(Items from a dataset)
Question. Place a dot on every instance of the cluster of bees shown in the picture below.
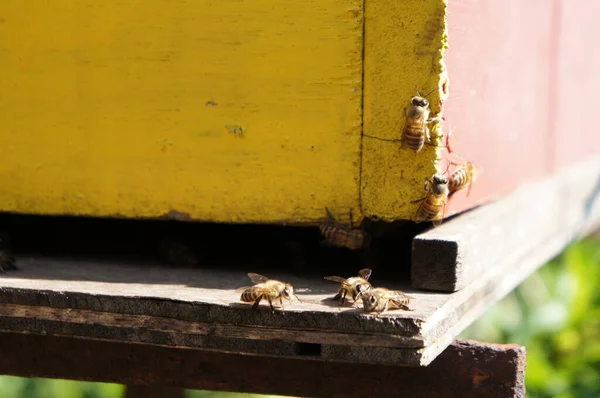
(376, 300)
(438, 189)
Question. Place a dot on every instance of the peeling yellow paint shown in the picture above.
(245, 111)
(405, 42)
(234, 111)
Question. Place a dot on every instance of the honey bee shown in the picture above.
(268, 289)
(354, 286)
(461, 177)
(434, 202)
(7, 260)
(338, 235)
(382, 299)
(417, 119)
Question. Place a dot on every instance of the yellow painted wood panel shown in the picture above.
(221, 110)
(405, 42)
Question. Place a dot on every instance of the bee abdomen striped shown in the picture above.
(248, 296)
(414, 136)
(458, 180)
(430, 209)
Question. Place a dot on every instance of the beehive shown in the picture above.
(227, 111)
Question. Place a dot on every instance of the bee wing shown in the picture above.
(256, 278)
(400, 299)
(365, 273)
(338, 279)
(437, 223)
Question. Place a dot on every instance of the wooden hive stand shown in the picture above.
(138, 139)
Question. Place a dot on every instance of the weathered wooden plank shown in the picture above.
(199, 308)
(536, 221)
(134, 391)
(465, 369)
(234, 111)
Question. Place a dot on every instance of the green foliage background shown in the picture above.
(555, 314)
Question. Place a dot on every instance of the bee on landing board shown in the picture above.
(416, 131)
(382, 299)
(268, 289)
(338, 235)
(354, 286)
(463, 176)
(434, 202)
(7, 260)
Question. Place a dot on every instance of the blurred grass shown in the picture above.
(555, 314)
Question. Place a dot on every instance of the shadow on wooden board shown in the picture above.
(465, 369)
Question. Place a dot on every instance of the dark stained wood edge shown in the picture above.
(464, 369)
(213, 313)
(31, 317)
(133, 391)
(563, 207)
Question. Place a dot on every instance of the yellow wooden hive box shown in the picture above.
(215, 110)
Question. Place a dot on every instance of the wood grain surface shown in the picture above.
(465, 369)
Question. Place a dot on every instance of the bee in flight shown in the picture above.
(7, 260)
(339, 235)
(434, 202)
(417, 118)
(268, 289)
(354, 286)
(381, 299)
(463, 176)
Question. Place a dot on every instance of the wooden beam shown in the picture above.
(524, 229)
(134, 391)
(143, 302)
(465, 369)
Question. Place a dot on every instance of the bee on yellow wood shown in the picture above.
(463, 176)
(434, 202)
(354, 286)
(339, 235)
(268, 289)
(382, 299)
(7, 260)
(416, 131)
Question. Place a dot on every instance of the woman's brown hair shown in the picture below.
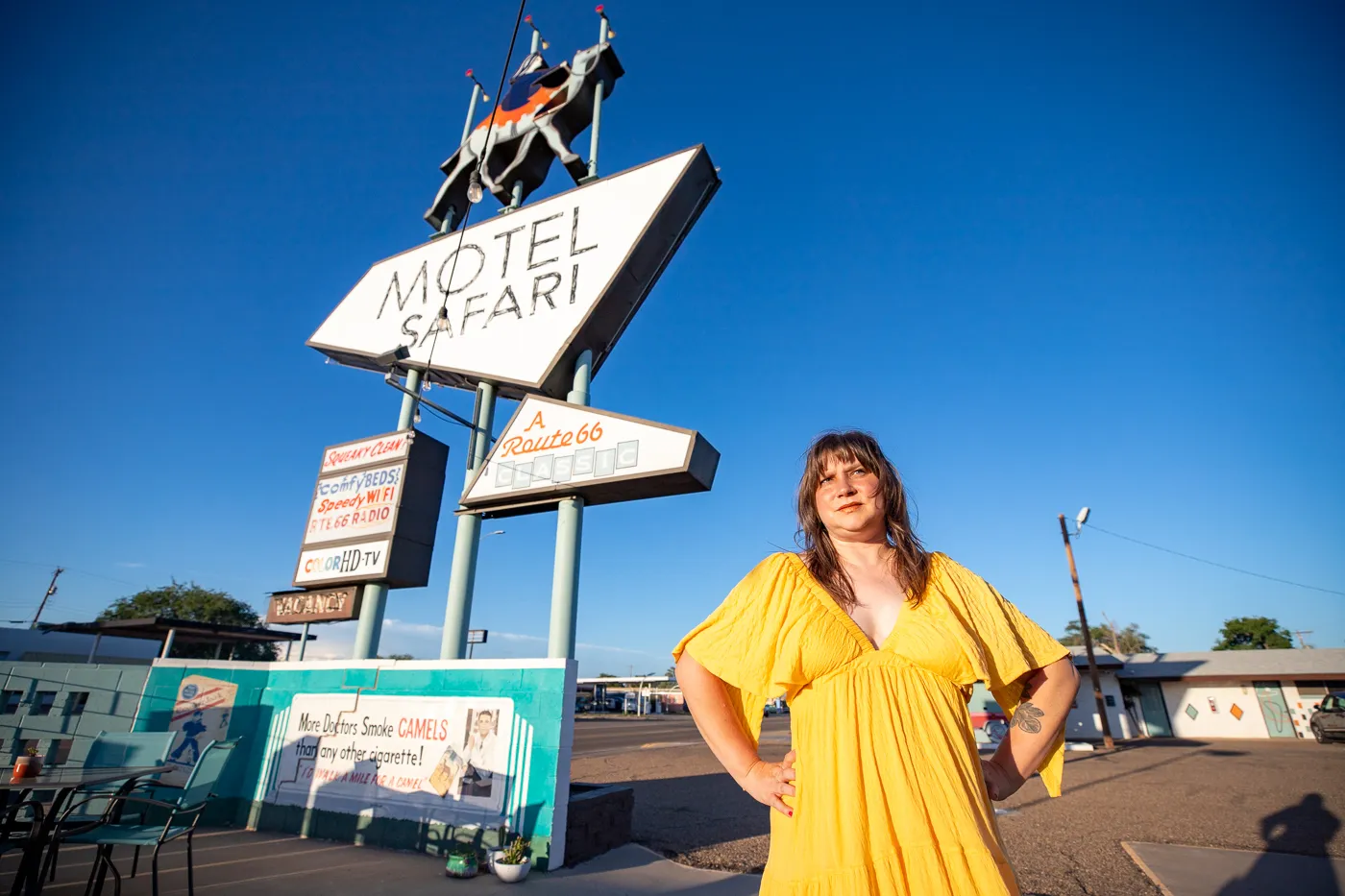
(910, 559)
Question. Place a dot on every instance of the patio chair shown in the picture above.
(182, 817)
(17, 821)
(19, 824)
(120, 750)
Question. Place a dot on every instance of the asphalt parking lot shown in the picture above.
(1166, 791)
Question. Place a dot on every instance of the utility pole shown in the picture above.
(51, 590)
(1083, 624)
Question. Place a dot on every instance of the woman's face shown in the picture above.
(850, 503)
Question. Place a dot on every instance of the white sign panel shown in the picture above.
(359, 453)
(360, 560)
(520, 288)
(355, 503)
(414, 758)
(551, 447)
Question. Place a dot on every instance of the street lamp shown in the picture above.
(1083, 624)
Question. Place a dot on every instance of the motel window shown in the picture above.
(76, 702)
(60, 752)
(1311, 689)
(43, 701)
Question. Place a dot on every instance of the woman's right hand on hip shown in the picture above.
(769, 782)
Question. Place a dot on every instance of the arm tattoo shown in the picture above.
(1028, 718)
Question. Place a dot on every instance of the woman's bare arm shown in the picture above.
(708, 698)
(1046, 697)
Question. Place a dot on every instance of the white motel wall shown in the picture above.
(1237, 693)
(1083, 721)
(1224, 709)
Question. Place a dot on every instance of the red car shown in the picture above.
(990, 720)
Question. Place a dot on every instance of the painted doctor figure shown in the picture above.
(480, 755)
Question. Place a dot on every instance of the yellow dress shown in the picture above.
(891, 798)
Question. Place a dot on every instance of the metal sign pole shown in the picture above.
(604, 29)
(569, 532)
(461, 579)
(376, 594)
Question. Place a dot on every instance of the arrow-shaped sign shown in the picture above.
(524, 294)
(551, 449)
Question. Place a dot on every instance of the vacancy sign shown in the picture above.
(551, 448)
(526, 292)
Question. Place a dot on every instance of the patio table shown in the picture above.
(64, 782)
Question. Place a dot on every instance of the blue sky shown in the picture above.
(1051, 255)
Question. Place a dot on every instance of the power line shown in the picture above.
(1201, 560)
(83, 572)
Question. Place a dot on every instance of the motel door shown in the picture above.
(1154, 709)
(1271, 698)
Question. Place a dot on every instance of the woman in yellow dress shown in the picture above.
(876, 643)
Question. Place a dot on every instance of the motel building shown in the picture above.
(1203, 694)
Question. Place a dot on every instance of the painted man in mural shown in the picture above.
(192, 729)
(481, 755)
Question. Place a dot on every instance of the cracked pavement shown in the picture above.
(1167, 791)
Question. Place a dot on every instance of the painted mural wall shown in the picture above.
(400, 754)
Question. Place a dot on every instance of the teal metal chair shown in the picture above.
(120, 750)
(183, 814)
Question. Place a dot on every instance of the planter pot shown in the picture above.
(460, 865)
(26, 767)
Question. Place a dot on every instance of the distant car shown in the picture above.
(1328, 721)
(990, 720)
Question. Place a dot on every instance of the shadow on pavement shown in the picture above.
(1305, 829)
(678, 815)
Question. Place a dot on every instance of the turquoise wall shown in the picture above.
(265, 691)
(64, 732)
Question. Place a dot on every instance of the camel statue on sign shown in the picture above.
(540, 113)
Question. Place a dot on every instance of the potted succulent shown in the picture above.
(461, 861)
(27, 765)
(513, 862)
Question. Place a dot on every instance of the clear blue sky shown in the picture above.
(1051, 255)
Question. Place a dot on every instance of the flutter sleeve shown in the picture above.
(1006, 647)
(752, 641)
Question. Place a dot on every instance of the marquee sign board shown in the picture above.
(526, 292)
(553, 449)
(374, 513)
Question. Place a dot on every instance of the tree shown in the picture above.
(1129, 640)
(192, 603)
(1253, 633)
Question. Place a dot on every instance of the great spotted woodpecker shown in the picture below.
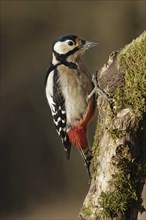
(68, 84)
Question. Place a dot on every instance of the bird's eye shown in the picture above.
(70, 43)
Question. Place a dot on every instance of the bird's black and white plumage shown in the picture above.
(68, 84)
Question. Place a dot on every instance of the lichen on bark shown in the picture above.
(118, 167)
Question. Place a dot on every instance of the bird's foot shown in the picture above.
(97, 89)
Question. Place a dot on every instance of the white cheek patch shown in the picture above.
(62, 47)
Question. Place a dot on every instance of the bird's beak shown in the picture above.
(88, 44)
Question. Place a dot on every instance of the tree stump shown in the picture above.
(118, 167)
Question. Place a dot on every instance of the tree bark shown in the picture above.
(118, 167)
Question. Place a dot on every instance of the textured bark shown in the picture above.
(118, 167)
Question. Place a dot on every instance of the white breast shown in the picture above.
(49, 90)
(74, 93)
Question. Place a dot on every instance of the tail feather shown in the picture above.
(87, 157)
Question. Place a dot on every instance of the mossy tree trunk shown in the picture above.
(118, 167)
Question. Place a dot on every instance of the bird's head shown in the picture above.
(70, 48)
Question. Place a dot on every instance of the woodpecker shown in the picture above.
(68, 85)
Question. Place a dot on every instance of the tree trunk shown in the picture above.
(118, 167)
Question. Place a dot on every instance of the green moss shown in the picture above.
(86, 212)
(132, 61)
(117, 133)
(128, 172)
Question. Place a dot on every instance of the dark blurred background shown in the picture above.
(36, 179)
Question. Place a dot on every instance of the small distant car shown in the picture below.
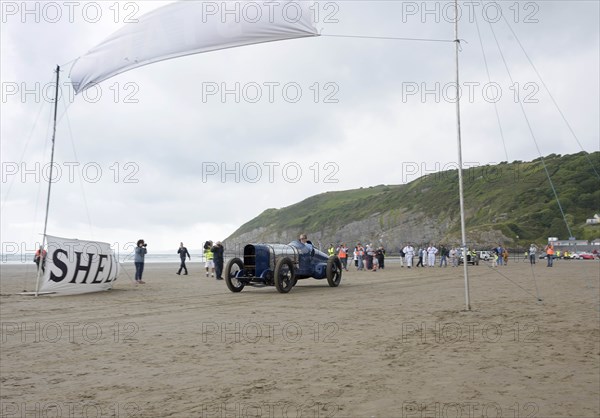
(281, 265)
(586, 256)
(472, 258)
(484, 255)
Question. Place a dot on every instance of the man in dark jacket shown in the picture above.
(218, 251)
(183, 252)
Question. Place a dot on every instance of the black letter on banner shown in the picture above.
(102, 257)
(61, 265)
(112, 261)
(79, 267)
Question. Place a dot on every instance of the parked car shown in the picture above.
(472, 258)
(586, 256)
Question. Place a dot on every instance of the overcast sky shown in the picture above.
(151, 154)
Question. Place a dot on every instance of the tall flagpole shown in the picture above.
(43, 260)
(460, 180)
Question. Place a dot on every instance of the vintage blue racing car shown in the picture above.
(281, 265)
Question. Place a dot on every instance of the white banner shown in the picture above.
(73, 266)
(190, 27)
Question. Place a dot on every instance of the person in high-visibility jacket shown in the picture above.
(550, 254)
(331, 250)
(208, 258)
(343, 255)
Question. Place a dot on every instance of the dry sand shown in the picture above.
(392, 343)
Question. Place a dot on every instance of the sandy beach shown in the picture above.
(392, 343)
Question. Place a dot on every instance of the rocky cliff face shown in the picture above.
(392, 229)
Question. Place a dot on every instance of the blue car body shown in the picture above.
(281, 265)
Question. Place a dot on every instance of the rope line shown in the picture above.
(87, 210)
(552, 97)
(542, 159)
(390, 38)
(487, 70)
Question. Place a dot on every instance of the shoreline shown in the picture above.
(395, 342)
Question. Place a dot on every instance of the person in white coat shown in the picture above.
(431, 252)
(409, 253)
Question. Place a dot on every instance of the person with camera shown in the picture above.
(208, 258)
(140, 253)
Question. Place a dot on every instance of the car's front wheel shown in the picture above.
(233, 267)
(334, 271)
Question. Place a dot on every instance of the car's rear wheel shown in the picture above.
(334, 271)
(233, 267)
(284, 275)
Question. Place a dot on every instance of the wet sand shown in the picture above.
(392, 343)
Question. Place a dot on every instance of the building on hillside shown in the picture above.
(572, 245)
(593, 221)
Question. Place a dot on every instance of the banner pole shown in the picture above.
(43, 260)
(460, 176)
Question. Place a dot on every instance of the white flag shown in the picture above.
(190, 27)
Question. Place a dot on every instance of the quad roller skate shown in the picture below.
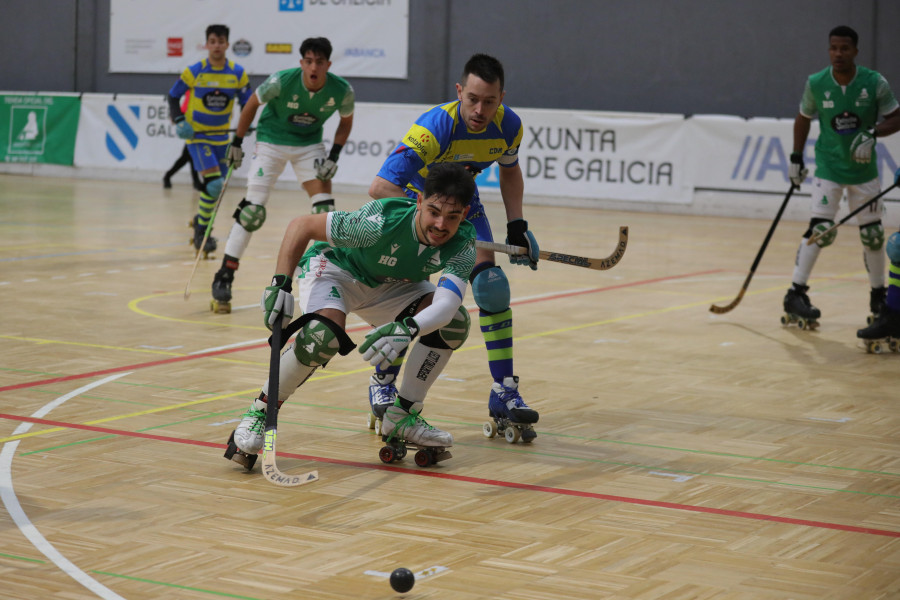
(404, 430)
(876, 303)
(221, 289)
(511, 416)
(382, 393)
(199, 231)
(799, 310)
(883, 334)
(246, 440)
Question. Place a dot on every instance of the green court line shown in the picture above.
(23, 558)
(175, 586)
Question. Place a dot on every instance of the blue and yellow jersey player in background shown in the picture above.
(214, 83)
(476, 130)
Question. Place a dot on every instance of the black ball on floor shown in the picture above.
(402, 580)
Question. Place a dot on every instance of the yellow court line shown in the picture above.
(133, 306)
(367, 368)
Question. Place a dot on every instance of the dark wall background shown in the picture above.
(737, 57)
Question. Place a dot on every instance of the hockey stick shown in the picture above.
(187, 288)
(270, 469)
(724, 309)
(812, 239)
(599, 264)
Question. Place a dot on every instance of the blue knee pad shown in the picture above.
(893, 248)
(214, 187)
(491, 290)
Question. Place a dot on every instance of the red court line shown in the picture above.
(481, 481)
(176, 359)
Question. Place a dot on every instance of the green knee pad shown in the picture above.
(250, 216)
(453, 334)
(319, 340)
(826, 240)
(872, 235)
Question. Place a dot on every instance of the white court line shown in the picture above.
(8, 495)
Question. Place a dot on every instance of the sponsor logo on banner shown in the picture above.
(586, 155)
(175, 47)
(365, 52)
(122, 138)
(242, 48)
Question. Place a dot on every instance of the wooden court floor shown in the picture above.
(680, 454)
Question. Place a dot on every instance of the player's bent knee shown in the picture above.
(250, 216)
(213, 187)
(893, 247)
(872, 235)
(452, 335)
(319, 340)
(817, 226)
(490, 287)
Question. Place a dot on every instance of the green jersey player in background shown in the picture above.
(297, 103)
(848, 100)
(376, 262)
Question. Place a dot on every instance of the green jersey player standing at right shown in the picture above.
(297, 104)
(848, 100)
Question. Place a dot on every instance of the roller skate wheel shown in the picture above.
(386, 454)
(512, 435)
(423, 458)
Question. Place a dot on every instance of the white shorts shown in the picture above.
(326, 285)
(826, 199)
(269, 160)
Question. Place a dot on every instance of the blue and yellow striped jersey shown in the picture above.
(440, 135)
(213, 91)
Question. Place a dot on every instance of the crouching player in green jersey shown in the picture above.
(375, 262)
(848, 100)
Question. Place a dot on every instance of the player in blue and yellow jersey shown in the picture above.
(848, 101)
(476, 130)
(214, 82)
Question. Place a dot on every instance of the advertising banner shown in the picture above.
(370, 37)
(753, 155)
(38, 128)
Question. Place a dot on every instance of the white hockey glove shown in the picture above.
(183, 129)
(517, 234)
(277, 301)
(384, 344)
(862, 145)
(235, 155)
(797, 171)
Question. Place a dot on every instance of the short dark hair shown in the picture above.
(318, 46)
(220, 30)
(844, 31)
(450, 180)
(486, 67)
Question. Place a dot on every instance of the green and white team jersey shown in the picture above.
(294, 116)
(843, 112)
(378, 244)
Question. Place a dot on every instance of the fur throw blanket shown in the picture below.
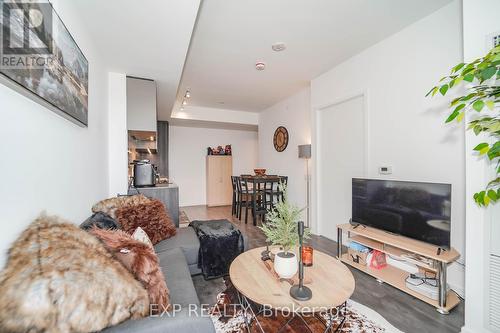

● What you need to do: Once the line containing "Question. Place a dot on every instance of the short" is found in the records above, it and every line after it up to the last must be repeated exactly, without pictures.

● Output for this task:
Question. Place a dot on every instance of the short dark hair shown in the picture above.
(318, 46)
(220, 30)
(844, 31)
(450, 180)
(486, 67)
Question. Place a dot on every instance of the green and white team jersey shown in the picture above.
(294, 116)
(843, 112)
(378, 244)
Question. Place a dot on every instance of the fur throw blanket shown in the picture below.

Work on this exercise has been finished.